#### [SET PROBLEM]
Your task is to reproduce exactly the lines from the line with "Indicate every instance of the restroom" through the end of the records below.
**** RECORDS SUPPLIED
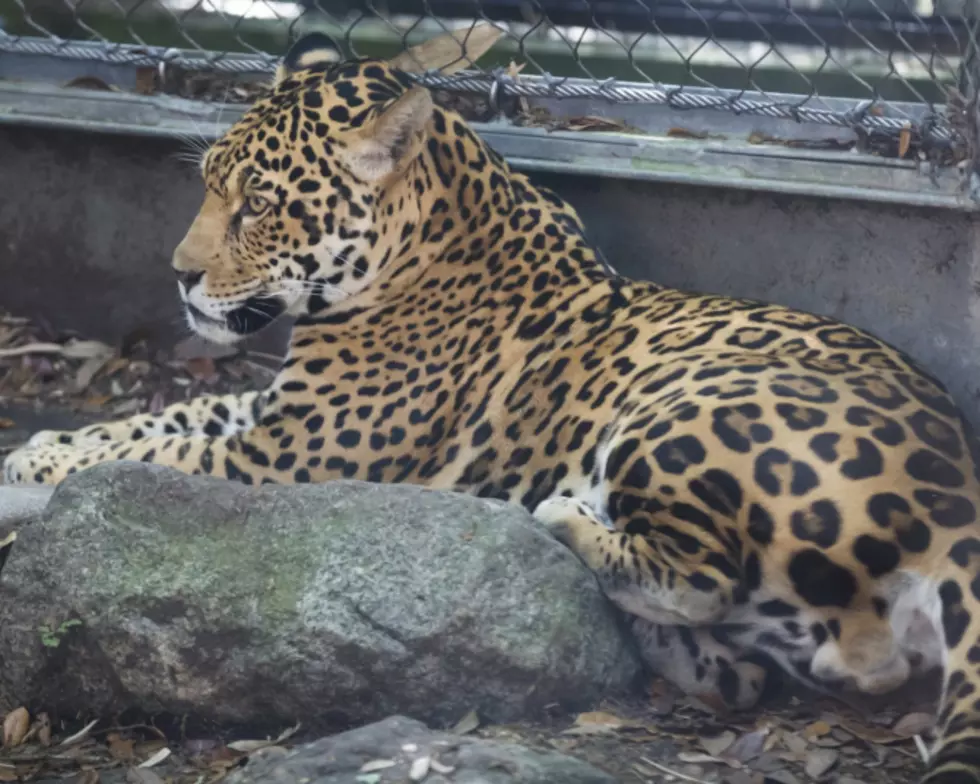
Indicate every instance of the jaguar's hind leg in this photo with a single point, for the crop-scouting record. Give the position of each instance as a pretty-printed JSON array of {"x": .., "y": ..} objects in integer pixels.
[
  {"x": 701, "y": 664},
  {"x": 635, "y": 576}
]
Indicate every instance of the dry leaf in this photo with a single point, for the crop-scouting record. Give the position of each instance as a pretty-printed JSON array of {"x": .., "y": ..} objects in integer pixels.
[
  {"x": 871, "y": 734},
  {"x": 466, "y": 724},
  {"x": 748, "y": 746},
  {"x": 819, "y": 762},
  {"x": 142, "y": 776},
  {"x": 816, "y": 730},
  {"x": 44, "y": 729},
  {"x": 373, "y": 765},
  {"x": 15, "y": 727},
  {"x": 697, "y": 758},
  {"x": 86, "y": 349},
  {"x": 795, "y": 743},
  {"x": 913, "y": 724},
  {"x": 438, "y": 767},
  {"x": 717, "y": 744},
  {"x": 88, "y": 371},
  {"x": 904, "y": 139},
  {"x": 201, "y": 368}
]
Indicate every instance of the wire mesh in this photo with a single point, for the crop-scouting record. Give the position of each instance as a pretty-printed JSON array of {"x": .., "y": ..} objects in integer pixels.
[{"x": 904, "y": 70}]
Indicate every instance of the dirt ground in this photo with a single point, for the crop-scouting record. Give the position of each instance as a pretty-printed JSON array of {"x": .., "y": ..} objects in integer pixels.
[{"x": 57, "y": 380}]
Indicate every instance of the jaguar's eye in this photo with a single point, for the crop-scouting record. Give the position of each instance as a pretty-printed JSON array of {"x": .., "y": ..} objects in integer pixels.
[{"x": 255, "y": 205}]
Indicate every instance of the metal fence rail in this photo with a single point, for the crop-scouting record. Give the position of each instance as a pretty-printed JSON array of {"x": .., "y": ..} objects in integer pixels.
[{"x": 899, "y": 69}]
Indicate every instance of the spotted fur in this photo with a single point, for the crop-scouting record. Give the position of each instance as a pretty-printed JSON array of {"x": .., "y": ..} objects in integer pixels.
[{"x": 742, "y": 478}]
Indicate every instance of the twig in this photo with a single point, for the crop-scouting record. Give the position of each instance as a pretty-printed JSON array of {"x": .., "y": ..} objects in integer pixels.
[
  {"x": 669, "y": 772},
  {"x": 923, "y": 749},
  {"x": 80, "y": 735},
  {"x": 32, "y": 348}
]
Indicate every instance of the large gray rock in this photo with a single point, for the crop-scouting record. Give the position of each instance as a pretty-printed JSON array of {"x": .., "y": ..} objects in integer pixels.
[
  {"x": 399, "y": 743},
  {"x": 335, "y": 604}
]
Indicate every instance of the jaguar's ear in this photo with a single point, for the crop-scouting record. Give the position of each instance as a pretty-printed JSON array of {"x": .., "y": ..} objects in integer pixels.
[
  {"x": 392, "y": 138},
  {"x": 310, "y": 50},
  {"x": 450, "y": 52}
]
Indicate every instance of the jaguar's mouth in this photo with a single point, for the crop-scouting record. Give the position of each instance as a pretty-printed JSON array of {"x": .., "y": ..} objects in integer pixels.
[{"x": 249, "y": 317}]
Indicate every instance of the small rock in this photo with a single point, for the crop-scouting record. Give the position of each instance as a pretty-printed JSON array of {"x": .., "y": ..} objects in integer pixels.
[
  {"x": 337, "y": 760},
  {"x": 820, "y": 761},
  {"x": 334, "y": 604}
]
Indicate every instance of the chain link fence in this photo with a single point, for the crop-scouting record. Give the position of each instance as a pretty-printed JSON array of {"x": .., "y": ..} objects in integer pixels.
[{"x": 899, "y": 71}]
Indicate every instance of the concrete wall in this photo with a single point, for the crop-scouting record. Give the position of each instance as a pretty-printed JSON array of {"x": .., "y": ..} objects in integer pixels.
[{"x": 87, "y": 225}]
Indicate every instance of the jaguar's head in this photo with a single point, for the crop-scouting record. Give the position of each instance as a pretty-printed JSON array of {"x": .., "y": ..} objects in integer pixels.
[{"x": 294, "y": 217}]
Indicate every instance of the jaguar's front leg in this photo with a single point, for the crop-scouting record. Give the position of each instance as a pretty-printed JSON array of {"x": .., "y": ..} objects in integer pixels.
[
  {"x": 244, "y": 456},
  {"x": 208, "y": 415}
]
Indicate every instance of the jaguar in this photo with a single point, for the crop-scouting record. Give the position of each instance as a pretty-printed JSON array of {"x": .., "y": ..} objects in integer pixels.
[{"x": 743, "y": 479}]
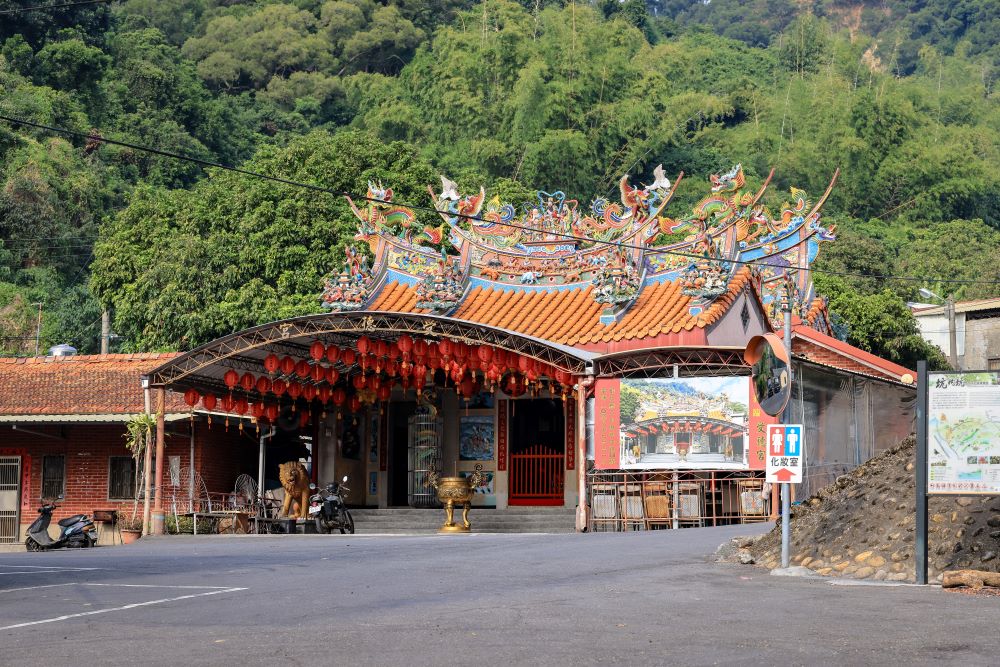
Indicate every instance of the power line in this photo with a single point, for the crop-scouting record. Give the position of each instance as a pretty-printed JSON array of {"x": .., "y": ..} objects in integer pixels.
[
  {"x": 420, "y": 207},
  {"x": 44, "y": 8}
]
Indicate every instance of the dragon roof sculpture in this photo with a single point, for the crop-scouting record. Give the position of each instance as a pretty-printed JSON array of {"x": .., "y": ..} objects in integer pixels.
[{"x": 615, "y": 248}]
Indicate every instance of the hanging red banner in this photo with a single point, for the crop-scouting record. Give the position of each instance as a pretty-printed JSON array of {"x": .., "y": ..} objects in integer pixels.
[
  {"x": 607, "y": 424},
  {"x": 501, "y": 436},
  {"x": 757, "y": 438},
  {"x": 383, "y": 441},
  {"x": 571, "y": 434}
]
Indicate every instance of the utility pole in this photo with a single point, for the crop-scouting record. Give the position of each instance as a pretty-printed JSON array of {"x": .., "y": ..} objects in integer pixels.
[
  {"x": 949, "y": 309},
  {"x": 105, "y": 331},
  {"x": 786, "y": 418},
  {"x": 38, "y": 327}
]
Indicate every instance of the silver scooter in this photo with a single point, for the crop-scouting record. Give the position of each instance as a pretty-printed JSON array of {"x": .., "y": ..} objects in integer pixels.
[{"x": 75, "y": 532}]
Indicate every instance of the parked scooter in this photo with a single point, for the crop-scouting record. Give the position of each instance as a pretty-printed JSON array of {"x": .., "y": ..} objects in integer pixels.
[
  {"x": 75, "y": 532},
  {"x": 327, "y": 507}
]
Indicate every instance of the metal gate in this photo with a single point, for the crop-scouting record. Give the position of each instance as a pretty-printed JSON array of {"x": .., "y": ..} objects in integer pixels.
[
  {"x": 10, "y": 497},
  {"x": 537, "y": 477}
]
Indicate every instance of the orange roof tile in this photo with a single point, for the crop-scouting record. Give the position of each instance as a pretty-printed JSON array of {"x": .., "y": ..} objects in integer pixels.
[
  {"x": 820, "y": 348},
  {"x": 572, "y": 316},
  {"x": 82, "y": 384}
]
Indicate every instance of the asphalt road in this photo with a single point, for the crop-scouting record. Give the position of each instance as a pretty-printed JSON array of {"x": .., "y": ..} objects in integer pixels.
[{"x": 636, "y": 598}]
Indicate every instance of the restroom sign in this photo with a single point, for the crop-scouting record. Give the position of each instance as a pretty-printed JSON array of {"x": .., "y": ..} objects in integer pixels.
[{"x": 785, "y": 453}]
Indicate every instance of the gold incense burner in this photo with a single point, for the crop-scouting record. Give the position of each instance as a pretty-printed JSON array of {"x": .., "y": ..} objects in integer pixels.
[{"x": 452, "y": 491}]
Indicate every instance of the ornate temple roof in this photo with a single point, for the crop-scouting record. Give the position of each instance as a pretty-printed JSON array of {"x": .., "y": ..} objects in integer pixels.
[{"x": 591, "y": 278}]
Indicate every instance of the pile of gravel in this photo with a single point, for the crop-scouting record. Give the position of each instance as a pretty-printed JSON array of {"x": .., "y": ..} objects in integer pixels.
[{"x": 863, "y": 525}]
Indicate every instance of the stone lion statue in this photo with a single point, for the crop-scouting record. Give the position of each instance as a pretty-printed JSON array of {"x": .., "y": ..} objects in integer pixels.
[{"x": 295, "y": 481}]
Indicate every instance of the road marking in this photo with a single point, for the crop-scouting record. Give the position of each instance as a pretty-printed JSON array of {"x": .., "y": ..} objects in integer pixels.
[
  {"x": 69, "y": 569},
  {"x": 134, "y": 605},
  {"x": 31, "y": 588}
]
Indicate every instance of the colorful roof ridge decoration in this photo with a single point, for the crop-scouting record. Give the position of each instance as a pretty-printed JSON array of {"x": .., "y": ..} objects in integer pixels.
[{"x": 614, "y": 253}]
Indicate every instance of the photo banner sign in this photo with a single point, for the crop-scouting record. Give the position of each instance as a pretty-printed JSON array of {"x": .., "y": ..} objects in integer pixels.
[
  {"x": 963, "y": 433},
  {"x": 607, "y": 424}
]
********
#### [EXERCISE RESULT]
Indicate every instance of the restroom sign in this photo with a single point, for the crop-scouting record. Give the position of each instance as a pretty-printed JSON array of {"x": .., "y": ..} objects in integer pixels.
[{"x": 785, "y": 453}]
Indicate every instance of the gold incense burner in this photo with a single point, for the crop-scouting record. Give the position of each instance as a pretty-printed JSON array of {"x": .., "y": ..} objects in integer pixels.
[{"x": 452, "y": 491}]
Indicate every instance of the ornate temple roof in this photo with a single point, for the crop-scouting record. Give the position of each instance as a pretty-printed JSON array of {"x": .., "y": ..} objects in integer pixels.
[{"x": 591, "y": 278}]
Indicate every instance of the pile of gravel in this photo with a single point, for the crop-scouting record. Give the position of each instance as a pretty-printed JSON array of {"x": .., "y": ..} objects in integer pixels.
[{"x": 863, "y": 525}]
Indicate every instance of the stone lion statue in this photo with a single point, for the crop-scouting record. Give the position of each instance as a pretty-printed JSON array of {"x": .., "y": ..} objects in integer pixels.
[{"x": 295, "y": 481}]
Indicate every instance of the road marking in this photo with a single point, for the crop-scouting record. Give the position of each instance as a pretty-printed JSON array of {"x": .., "y": ..} objects in integer pixels.
[
  {"x": 69, "y": 569},
  {"x": 134, "y": 605},
  {"x": 31, "y": 588}
]
Indicate every instance of the colorful roof ridge decoration in this photo with a single point, for the crop-scouting record. Give the position of each instance as a pretty-printed JSON array of {"x": .., "y": ..} objects in integer pixels.
[{"x": 614, "y": 253}]
Indicate every instance of the photo banner sign in this photo with a single point, for the crop-scouting record. Give the position of each instance as a pretty-printed JSON array of {"x": .., "y": ..} objects in integer pixels.
[
  {"x": 963, "y": 433},
  {"x": 607, "y": 424}
]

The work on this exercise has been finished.